Exercise description
Could you gather every line of the listing below that contains the word "mountain"?

Records from a dataset
[Begin]
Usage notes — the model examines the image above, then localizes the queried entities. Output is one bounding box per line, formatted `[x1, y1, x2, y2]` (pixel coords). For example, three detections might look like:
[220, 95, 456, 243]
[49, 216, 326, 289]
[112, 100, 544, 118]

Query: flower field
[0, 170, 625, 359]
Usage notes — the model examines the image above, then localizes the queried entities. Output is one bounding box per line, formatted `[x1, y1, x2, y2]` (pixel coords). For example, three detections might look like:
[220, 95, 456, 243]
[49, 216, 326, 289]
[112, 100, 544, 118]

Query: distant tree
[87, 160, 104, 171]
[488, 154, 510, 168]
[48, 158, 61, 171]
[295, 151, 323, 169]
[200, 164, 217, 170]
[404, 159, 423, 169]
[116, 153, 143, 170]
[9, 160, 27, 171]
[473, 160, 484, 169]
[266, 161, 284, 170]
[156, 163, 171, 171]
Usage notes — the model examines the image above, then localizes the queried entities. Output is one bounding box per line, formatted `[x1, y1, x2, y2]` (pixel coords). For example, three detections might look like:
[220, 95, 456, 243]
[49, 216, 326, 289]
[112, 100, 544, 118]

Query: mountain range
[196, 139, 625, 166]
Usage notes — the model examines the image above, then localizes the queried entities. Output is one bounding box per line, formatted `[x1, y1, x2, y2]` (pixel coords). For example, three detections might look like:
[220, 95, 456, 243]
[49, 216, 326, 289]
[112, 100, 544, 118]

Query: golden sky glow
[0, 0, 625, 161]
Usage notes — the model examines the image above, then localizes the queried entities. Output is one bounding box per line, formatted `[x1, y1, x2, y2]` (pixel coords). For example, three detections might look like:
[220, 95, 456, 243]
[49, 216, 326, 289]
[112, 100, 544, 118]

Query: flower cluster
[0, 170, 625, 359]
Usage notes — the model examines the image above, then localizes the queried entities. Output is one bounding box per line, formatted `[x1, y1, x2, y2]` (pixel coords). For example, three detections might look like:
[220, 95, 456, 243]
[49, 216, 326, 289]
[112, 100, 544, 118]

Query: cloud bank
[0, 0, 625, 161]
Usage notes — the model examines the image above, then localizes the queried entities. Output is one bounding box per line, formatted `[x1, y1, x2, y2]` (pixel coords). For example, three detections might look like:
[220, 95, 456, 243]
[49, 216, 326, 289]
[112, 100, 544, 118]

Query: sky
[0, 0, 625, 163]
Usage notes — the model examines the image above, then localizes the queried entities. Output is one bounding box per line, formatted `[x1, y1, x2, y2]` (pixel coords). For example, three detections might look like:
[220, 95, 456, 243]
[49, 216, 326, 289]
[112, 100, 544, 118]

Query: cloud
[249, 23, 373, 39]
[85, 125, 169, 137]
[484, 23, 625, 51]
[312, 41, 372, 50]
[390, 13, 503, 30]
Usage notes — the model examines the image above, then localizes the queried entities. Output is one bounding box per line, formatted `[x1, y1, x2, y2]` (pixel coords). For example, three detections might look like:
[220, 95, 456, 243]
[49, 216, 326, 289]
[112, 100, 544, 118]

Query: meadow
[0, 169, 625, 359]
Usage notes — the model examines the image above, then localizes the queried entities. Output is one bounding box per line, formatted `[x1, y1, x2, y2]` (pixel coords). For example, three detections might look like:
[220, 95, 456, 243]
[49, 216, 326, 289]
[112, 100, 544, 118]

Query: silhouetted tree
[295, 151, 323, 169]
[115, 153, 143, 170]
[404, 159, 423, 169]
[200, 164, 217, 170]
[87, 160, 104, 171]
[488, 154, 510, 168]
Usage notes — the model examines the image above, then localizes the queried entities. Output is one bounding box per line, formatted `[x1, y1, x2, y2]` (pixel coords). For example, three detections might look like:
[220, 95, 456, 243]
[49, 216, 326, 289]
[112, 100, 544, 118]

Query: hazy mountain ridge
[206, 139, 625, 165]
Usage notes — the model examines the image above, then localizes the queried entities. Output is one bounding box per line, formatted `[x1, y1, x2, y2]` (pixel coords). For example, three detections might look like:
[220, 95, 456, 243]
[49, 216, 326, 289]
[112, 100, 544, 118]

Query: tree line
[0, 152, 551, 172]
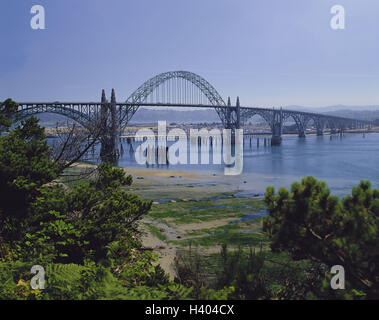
[End]
Exercise output
Query: mountain range
Query: hazy mountain ridge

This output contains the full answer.